┌──

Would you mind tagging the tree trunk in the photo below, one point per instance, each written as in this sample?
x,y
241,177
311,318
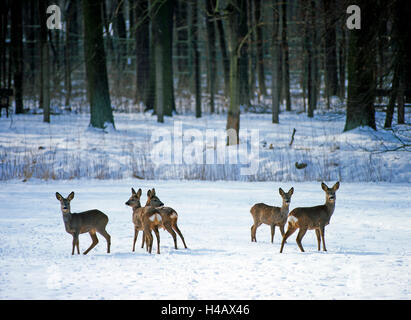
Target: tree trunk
x,y
330,45
236,12
244,86
276,74
260,49
44,64
310,59
361,64
341,64
4,9
393,98
162,32
285,56
224,54
196,55
69,53
101,113
142,37
182,35
17,52
211,52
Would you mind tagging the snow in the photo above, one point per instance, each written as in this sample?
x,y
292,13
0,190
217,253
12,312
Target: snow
x,y
367,240
184,148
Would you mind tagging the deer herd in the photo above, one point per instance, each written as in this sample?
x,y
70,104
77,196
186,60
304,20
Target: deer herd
x,y
154,215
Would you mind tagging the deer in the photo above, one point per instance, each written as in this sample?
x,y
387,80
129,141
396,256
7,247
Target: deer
x,y
273,216
312,218
144,219
91,221
169,216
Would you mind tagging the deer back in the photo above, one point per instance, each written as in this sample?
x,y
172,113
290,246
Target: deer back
x,y
85,221
268,214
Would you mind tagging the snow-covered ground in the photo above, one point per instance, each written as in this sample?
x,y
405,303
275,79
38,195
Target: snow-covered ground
x,y
369,256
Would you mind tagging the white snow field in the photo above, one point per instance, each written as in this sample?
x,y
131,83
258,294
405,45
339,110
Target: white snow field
x,y
368,242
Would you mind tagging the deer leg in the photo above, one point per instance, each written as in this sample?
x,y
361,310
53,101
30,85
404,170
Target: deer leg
x,y
135,238
322,233
317,233
300,236
170,230
289,232
158,239
105,234
94,243
272,233
175,227
282,231
254,231
143,241
75,243
149,241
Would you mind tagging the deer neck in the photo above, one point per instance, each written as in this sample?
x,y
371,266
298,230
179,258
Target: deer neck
x,y
285,208
330,206
67,220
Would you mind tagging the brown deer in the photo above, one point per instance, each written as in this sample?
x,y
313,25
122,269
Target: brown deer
x,y
169,216
312,218
90,221
144,219
273,216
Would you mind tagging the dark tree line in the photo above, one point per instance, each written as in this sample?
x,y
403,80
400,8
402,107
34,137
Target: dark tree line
x,y
245,51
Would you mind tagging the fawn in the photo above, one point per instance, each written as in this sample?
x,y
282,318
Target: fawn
x,y
144,219
169,216
90,221
273,216
312,218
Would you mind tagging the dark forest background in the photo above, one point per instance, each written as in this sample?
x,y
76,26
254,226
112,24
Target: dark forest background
x,y
207,56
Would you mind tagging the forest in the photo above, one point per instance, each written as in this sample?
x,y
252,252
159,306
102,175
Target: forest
x,y
301,72
238,115
224,56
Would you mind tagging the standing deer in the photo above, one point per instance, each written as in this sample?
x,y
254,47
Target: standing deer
x,y
90,221
312,218
169,216
273,216
144,219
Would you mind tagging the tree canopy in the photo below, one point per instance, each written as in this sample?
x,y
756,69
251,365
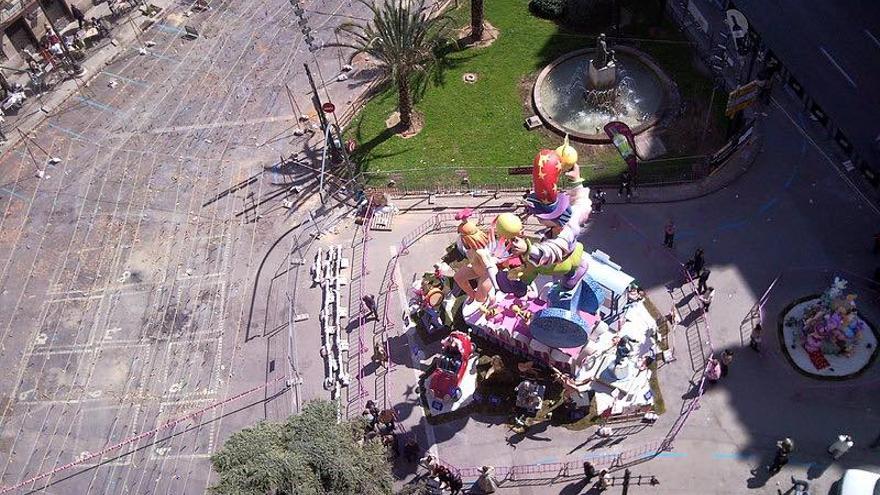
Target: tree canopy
x,y
308,454
403,37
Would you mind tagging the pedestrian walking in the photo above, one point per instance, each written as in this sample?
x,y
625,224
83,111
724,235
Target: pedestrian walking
x,y
487,482
669,234
840,446
625,185
784,448
380,355
78,15
701,281
713,371
598,200
726,359
755,337
589,471
411,449
455,483
875,444
370,302
706,299
697,262
798,487
604,481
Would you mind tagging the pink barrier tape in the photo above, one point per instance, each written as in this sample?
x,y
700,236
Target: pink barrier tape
x,y
131,440
361,393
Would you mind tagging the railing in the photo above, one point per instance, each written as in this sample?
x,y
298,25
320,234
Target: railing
x,y
14,8
610,461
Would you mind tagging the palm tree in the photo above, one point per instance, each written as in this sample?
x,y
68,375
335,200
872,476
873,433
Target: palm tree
x,y
404,39
476,20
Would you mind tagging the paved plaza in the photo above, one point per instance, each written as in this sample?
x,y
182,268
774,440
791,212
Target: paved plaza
x,y
154,274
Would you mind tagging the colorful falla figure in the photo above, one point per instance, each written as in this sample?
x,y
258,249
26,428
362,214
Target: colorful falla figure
x,y
563,213
559,254
481,266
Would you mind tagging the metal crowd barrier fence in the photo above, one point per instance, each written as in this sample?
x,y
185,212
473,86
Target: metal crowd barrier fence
x,y
610,461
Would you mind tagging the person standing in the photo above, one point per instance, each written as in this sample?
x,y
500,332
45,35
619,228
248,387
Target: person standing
x,y
698,262
706,298
589,471
840,446
625,185
78,15
455,483
487,482
411,449
599,200
784,448
755,337
669,234
370,302
702,279
726,360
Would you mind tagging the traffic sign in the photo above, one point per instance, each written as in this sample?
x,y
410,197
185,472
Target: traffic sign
x,y
742,97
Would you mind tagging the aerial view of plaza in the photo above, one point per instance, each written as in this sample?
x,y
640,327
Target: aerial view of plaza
x,y
346,247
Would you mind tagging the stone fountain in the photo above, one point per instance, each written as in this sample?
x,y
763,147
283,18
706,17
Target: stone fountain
x,y
580,92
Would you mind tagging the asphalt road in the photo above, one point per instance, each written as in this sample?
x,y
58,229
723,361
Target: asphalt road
x,y
833,50
125,272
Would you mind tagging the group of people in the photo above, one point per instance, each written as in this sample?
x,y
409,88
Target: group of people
x,y
441,477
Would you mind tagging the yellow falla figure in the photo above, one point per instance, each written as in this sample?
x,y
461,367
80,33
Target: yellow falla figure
x,y
567,154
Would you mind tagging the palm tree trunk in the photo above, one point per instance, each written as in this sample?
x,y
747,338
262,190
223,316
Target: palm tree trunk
x,y
476,20
404,101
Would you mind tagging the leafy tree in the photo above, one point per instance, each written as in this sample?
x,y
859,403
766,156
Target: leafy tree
x,y
308,454
404,38
476,20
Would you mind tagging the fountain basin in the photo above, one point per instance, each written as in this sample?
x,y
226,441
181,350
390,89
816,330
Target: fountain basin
x,y
641,99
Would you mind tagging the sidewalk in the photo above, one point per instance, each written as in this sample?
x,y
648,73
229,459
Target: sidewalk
x,y
39,107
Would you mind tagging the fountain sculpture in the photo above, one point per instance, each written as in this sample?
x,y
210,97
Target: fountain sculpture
x,y
582,91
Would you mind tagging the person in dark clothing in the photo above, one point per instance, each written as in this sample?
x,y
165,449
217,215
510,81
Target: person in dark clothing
x,y
370,302
78,15
589,471
455,483
625,185
669,235
698,261
411,449
784,449
598,200
701,281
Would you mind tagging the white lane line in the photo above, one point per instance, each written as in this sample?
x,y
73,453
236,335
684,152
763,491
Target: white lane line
x,y
822,49
869,34
818,148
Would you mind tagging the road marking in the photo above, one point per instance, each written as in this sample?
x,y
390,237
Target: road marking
x,y
873,38
132,81
17,195
68,132
96,104
840,173
828,55
159,56
169,29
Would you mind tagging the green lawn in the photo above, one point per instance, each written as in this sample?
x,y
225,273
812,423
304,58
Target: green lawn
x,y
479,127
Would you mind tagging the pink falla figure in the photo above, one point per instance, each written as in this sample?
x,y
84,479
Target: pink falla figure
x,y
480,266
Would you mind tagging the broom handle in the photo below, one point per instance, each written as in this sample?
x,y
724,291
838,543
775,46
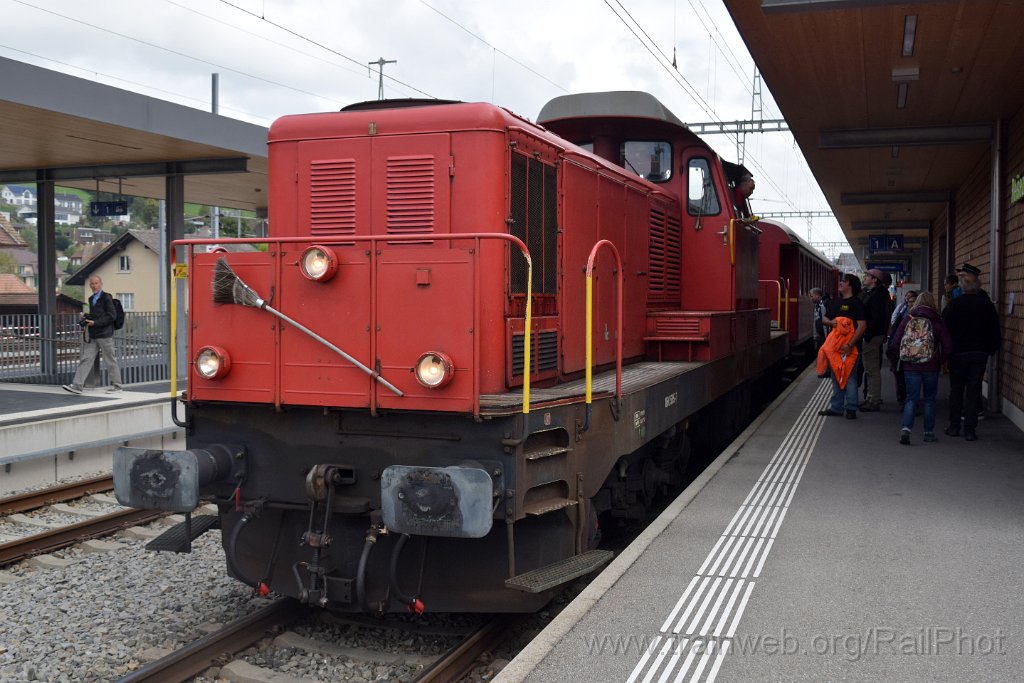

└──

EXERCISE REQUIREMENTS: How many lines of the records contain the string "background"? Case counts. Reply with the number only.

TASK SOLUTION: 2